Data in this exercise.
☆ ☆ ☆ ☆

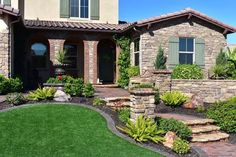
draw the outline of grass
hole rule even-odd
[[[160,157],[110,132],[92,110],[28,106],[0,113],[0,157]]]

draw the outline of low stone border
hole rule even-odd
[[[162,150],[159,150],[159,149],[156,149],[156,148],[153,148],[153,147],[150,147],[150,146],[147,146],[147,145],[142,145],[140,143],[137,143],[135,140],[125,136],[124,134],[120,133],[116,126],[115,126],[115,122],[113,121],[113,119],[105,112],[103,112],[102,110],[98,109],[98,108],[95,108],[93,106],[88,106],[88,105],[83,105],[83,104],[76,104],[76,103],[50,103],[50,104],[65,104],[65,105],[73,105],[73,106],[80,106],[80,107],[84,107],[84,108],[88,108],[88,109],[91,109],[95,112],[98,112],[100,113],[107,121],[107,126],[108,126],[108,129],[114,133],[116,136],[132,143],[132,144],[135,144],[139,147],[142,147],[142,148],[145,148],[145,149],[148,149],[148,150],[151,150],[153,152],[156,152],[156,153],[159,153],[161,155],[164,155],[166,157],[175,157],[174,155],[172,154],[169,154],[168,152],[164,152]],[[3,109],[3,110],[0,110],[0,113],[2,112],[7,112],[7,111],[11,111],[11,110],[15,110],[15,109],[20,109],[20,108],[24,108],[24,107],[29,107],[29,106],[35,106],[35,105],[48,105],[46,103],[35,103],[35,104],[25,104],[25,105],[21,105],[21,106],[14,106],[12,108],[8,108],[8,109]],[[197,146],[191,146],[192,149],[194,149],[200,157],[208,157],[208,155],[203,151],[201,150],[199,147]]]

☆ ☆ ☆ ☆

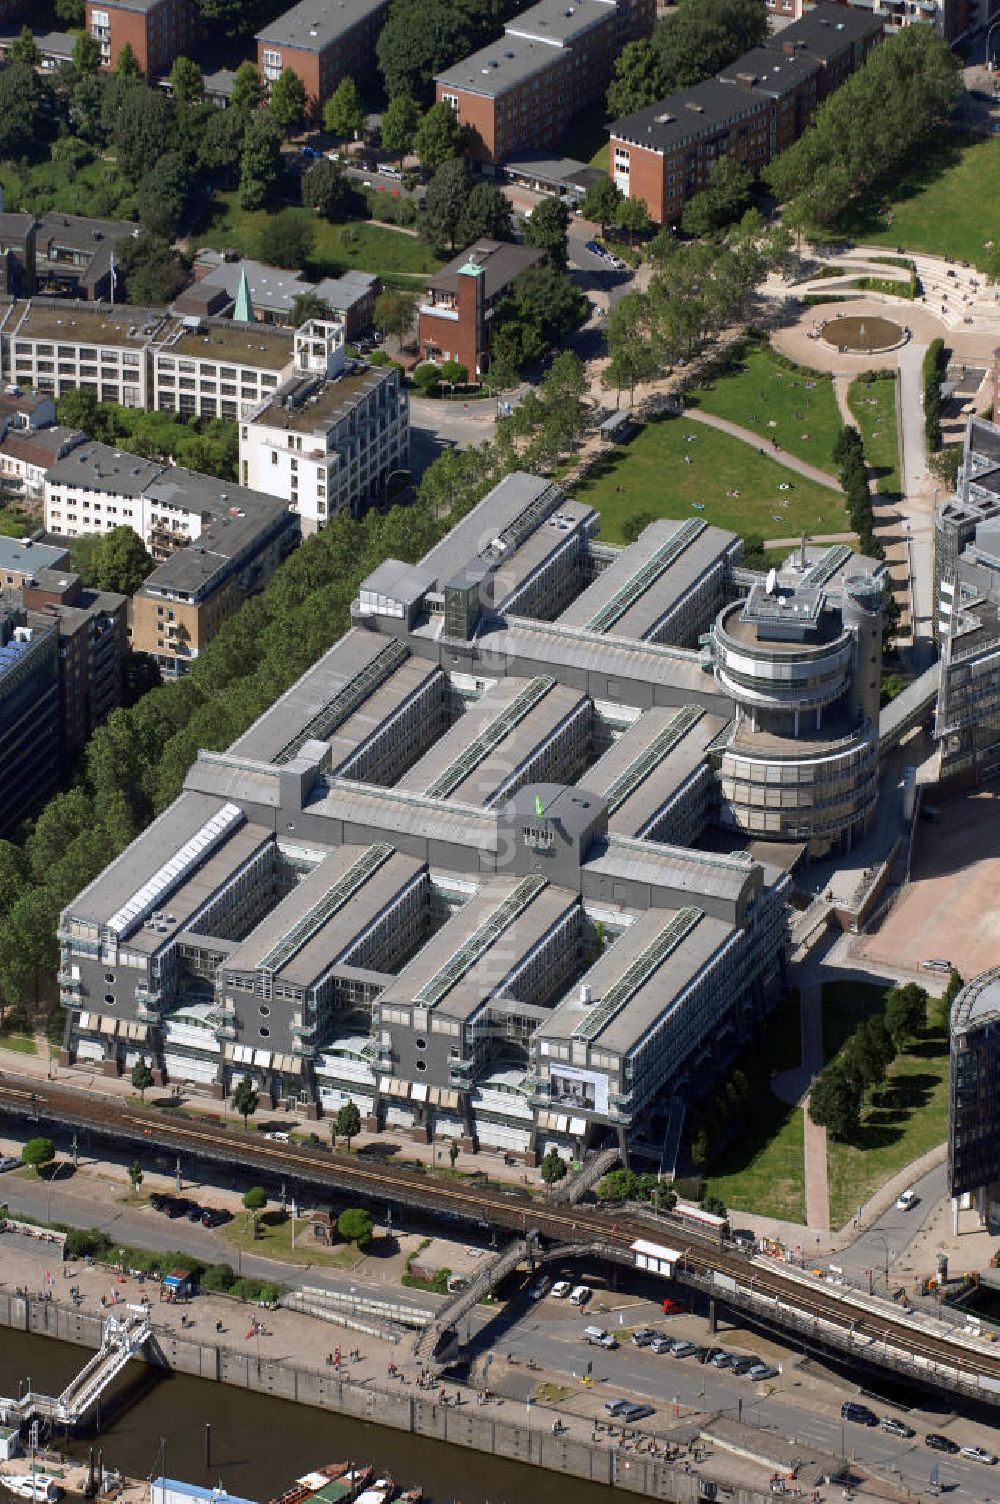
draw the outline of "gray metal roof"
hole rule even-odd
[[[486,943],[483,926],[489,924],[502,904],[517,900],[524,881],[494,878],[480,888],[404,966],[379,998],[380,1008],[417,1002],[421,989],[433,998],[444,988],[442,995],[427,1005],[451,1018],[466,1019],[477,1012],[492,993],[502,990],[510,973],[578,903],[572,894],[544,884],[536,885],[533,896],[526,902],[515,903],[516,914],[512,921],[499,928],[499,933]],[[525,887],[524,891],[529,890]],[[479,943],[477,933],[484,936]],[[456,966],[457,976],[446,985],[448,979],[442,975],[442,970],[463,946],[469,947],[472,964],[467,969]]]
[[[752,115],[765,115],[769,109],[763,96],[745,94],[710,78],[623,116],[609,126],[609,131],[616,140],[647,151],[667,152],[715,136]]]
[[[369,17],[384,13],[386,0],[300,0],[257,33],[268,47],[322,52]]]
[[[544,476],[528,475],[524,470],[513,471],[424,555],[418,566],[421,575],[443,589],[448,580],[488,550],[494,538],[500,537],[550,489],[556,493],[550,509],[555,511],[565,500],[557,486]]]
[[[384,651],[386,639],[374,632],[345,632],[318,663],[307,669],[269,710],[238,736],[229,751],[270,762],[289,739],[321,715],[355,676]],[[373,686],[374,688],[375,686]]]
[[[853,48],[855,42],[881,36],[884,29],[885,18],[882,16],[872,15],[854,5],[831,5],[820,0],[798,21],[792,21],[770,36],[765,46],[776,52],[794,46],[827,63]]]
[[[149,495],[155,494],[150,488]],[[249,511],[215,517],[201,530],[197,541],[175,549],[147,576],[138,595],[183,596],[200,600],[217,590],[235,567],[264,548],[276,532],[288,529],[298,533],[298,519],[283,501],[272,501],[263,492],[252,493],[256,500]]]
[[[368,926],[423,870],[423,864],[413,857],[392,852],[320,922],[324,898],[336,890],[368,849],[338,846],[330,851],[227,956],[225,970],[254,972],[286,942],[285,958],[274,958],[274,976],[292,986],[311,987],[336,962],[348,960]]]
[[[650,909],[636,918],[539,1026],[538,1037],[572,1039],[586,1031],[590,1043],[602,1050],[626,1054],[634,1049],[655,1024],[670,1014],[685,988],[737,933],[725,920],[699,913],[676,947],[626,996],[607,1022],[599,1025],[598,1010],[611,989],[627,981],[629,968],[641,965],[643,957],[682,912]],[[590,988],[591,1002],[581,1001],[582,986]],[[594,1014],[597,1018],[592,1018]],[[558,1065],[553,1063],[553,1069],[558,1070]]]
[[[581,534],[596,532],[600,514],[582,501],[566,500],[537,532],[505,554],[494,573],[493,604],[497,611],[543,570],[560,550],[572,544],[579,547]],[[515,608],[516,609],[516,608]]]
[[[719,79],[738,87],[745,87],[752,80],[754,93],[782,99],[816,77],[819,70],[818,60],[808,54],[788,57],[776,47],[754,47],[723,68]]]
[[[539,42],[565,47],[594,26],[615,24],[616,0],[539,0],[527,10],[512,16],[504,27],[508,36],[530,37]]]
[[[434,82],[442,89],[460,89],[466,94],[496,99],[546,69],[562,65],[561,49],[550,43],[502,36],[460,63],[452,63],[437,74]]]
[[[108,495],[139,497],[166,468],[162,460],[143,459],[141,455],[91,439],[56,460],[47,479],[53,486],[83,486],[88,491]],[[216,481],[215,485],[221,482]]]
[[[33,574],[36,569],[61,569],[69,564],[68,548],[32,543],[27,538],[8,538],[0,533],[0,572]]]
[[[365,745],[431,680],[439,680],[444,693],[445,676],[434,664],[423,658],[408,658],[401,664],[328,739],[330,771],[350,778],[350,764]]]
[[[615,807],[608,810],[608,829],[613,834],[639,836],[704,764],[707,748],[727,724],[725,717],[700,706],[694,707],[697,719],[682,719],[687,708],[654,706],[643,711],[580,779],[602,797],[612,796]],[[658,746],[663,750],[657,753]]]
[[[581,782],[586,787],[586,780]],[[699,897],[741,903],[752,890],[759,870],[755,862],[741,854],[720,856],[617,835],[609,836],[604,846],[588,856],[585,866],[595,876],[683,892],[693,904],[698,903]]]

☆ ☆ ☆ ☆

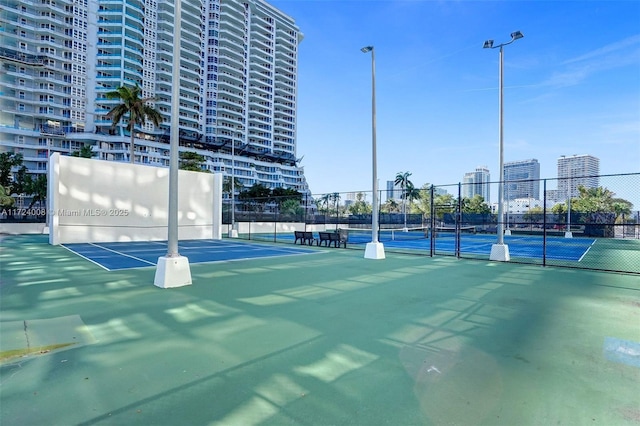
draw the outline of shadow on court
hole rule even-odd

☆ ☆ ☆ ☆

Among these entries, how many lines include the string "outline"? Reply with the number by itself.

4